■ STUDY TEXT ■
Hot to Trot, Not to Clot
At 5:30 in the morning, my clotting factor had its first exposure to the TSA’s new body scanner. After loading three trays worth of stuff to go through the x-ray machines and stripping through a black hooded sweatshirt and leather jacket, I walked into the body scanner and lifted my arms.
“I hope you’re appreciating the view of my armpits,” I joked, even though the last place I should probably crack wise is in the middle of airport security. I walked through, and the body scanner tracked yellow warmth in my legs.
It made sense; after all, I had been wearing the ugly anti-embolism stockings that would hopefully keep me clot-free through the next 24 hours of travel. But they were still skeptical, and the lady wearing the bright blue TSA button down asked to look at my legs.
“Like this?” I asked, lifting my skirt as if I were some sexy pinup, although I can’t think of anything less sexy that these bright white stockings. The lady in the red shirt in front of me began to laugh as the TSA agent shook her head, squatted down and began patting down my legs. She then instructed me to turn around and patted down the backsides.
“I hope you are enjoying feeling up my TED hose,” I joked again, and the lady in red burst into more giggles. Not bad for 5:30 in the morning.
They pushed me aside to wait and I grew concerned as my boxes of stuff began to pile up. They patted down my stockings; were they going to question me about my blood thinning injections?
I haven’t traveled internationally since I had my blood clots at 21. The most I ever did was fly to New York and back. So needless to say, I had been worried half of this journey simply to the airport. Did I have the alcohol swabs? Would I be able to lift my shirt in the bathroom to give myself the injection? Were all the doctor’s notes and prescriptions in place in case I got questioned in security?
Most people don’t know of my genetic disposition for my blood to try to kill me through clots. Most of the time I live a normal life, taking an aspirin regimen and making sure I get my circulation flowing regularly by walking. There are only two instances that you would know: One is if I’m traveling, and the other if there is ever a conversation about my having children, because I’m unsure if I would be able to sustain a pregnancy with such an active clotting factor.
As I walked around the terminal at LAX, feeling the stockings against the back of my knees, I felt strangely out of place with the people who seemed to be able to travel without any problems, casually reading books or lying with neck pillows. Sure, there were discomforts, but they were ones we all experience, like bag weights and slipping off our shoes. I wished for a way that I could travel with just normal discomfort, not this feeling of being a medical patient.
However, as I saw the people pile into the terminal, it was almost like my subconscious was nudging at me, reminding me we all were traveling somewhere, and our travels were all for different reasons. Some were for pleasure and redemption like mine, but others carried emotional pain or a discomfort that couldn’t be measured by an outward appearance. My struggle with clotting, although awkward-looking and questioned by TSA, was not the only issue in that Virgin America terminal. We all fought battles to get here. Some of us are still fighting and will never stop. And some wars finally were about to end.
So I sat in the terminal listening to the music on my iPhone as Debbie Friedman came in as if by fate, singing in her sweet voice “L’chi Lach” while the sky outside began turning from black to inky blue, as I was left remembering Eve’s head on my shoulder. It was the memory I attached to that song. And now, it was about to begin again.
Sure, I don’t travel the same as I did at 17. It’s uncomfortable and leaves a lot to be desired, particularly in the stocking department. But I have been kept alive for this moment. And that is bliss.

■ EXERCISES TO COMPLETE ■
1. Answer these questions from the travel essay, one per line:
(a) At what time did the writer go through the body scanner?
(b) How old was the writer when the blood clots happened?
(c) Who sang the song the writer heard in the terminal, and what was it called?
2. For each statement, say whether the travel essay agrees, and quote the words that decide it:
(a) The writer has traveled internationally since having the blood clots.
(b) The writer takes an aspirin regimen.
(c) The TSA agent patted down the writer's legs.
The records are separate material, not part of the travel essay.

(Stored records)
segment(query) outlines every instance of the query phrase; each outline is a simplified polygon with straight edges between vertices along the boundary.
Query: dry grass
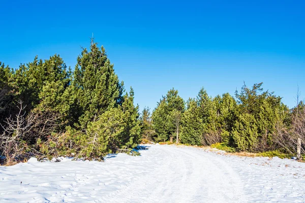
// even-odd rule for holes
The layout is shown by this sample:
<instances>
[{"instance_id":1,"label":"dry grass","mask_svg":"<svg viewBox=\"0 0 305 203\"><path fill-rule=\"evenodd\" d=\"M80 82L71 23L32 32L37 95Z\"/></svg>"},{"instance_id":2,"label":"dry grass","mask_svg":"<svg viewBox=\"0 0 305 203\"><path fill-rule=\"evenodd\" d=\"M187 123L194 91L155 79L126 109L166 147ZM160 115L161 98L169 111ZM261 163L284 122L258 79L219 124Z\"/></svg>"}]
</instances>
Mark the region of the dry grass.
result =
<instances>
[{"instance_id":1,"label":"dry grass","mask_svg":"<svg viewBox=\"0 0 305 203\"><path fill-rule=\"evenodd\" d=\"M234 153L227 152L227 153L226 153L226 154L235 155L235 156L247 156L248 157L256 157L259 156L257 153L246 152L234 152Z\"/></svg>"}]
</instances>

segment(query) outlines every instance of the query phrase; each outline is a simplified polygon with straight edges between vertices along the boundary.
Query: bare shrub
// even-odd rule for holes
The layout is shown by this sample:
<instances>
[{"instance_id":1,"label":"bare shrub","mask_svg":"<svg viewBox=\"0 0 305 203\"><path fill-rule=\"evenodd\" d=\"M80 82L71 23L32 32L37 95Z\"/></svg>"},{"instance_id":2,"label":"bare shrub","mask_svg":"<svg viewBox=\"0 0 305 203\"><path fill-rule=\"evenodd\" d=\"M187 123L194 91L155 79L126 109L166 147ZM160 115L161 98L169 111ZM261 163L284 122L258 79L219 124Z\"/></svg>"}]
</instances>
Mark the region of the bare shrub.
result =
<instances>
[{"instance_id":1,"label":"bare shrub","mask_svg":"<svg viewBox=\"0 0 305 203\"><path fill-rule=\"evenodd\" d=\"M26 145L23 142L23 138L28 131L31 123L27 122L25 119L25 106L22 101L18 101L19 112L15 117L10 116L1 124L4 129L0 135L0 151L5 157L7 165L14 164L18 160L22 159Z\"/></svg>"}]
</instances>

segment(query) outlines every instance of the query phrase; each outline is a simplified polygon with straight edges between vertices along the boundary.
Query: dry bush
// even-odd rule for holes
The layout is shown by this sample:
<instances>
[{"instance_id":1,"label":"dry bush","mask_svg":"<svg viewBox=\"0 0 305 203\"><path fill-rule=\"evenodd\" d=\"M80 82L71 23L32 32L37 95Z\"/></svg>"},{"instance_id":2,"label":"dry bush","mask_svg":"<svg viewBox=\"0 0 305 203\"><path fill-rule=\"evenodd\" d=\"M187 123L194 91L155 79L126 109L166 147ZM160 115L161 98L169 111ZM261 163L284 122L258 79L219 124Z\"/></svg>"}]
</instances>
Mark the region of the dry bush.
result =
<instances>
[{"instance_id":1,"label":"dry bush","mask_svg":"<svg viewBox=\"0 0 305 203\"><path fill-rule=\"evenodd\" d=\"M25 106L22 101L18 101L19 112L15 117L7 118L4 125L1 124L4 129L0 135L0 151L5 157L7 165L12 165L22 159L26 145L23 142L25 135L28 132L30 122L25 119L25 112L23 110Z\"/></svg>"},{"instance_id":2,"label":"dry bush","mask_svg":"<svg viewBox=\"0 0 305 203\"><path fill-rule=\"evenodd\" d=\"M291 125L289 127L283 124L282 121L278 122L274 141L292 155L295 155L299 140L301 143L300 146L299 145L300 152L304 154L305 107L299 106L296 107L292 112L291 119Z\"/></svg>"},{"instance_id":3,"label":"dry bush","mask_svg":"<svg viewBox=\"0 0 305 203\"><path fill-rule=\"evenodd\" d=\"M36 143L38 139L46 140L48 136L65 124L60 114L47 109L43 111L37 109L32 110L27 116L26 121L30 125L29 133L24 139L32 144Z\"/></svg>"}]
</instances>

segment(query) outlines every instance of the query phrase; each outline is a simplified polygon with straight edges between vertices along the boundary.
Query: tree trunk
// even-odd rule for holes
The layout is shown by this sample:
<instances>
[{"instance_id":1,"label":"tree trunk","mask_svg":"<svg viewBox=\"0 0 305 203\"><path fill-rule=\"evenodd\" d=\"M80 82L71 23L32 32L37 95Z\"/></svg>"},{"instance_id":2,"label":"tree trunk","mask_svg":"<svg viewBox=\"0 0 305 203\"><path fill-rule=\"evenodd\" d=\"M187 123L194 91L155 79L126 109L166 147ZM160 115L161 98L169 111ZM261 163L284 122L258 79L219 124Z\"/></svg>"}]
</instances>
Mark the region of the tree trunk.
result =
<instances>
[{"instance_id":1,"label":"tree trunk","mask_svg":"<svg viewBox=\"0 0 305 203\"><path fill-rule=\"evenodd\" d=\"M301 139L299 138L298 138L297 145L296 147L296 158L299 160L300 160L302 159L302 157L301 157Z\"/></svg>"}]
</instances>

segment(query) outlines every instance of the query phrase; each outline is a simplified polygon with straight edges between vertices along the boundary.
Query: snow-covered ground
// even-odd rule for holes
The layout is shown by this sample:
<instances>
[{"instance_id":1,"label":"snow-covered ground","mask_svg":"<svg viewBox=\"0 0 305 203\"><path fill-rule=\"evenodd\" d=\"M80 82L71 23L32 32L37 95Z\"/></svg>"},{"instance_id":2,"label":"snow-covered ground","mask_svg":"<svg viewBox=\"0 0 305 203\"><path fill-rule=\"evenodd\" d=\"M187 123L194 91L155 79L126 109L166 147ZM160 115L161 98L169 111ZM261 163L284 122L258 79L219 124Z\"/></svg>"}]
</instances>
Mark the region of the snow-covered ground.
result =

■ EXERCISE SOLUTIONS ■
1.
(a) 5:30 in the morning
(b) 21
(c) Debbie Friedman sang "L’chi Lach"

2.
(a) No: "I haven’t traveled internationally since I had my blood clots at 21."
(b) Yes: "taking an aspirin regimen"
(c) Yes: "squatted down and began patting down my legs"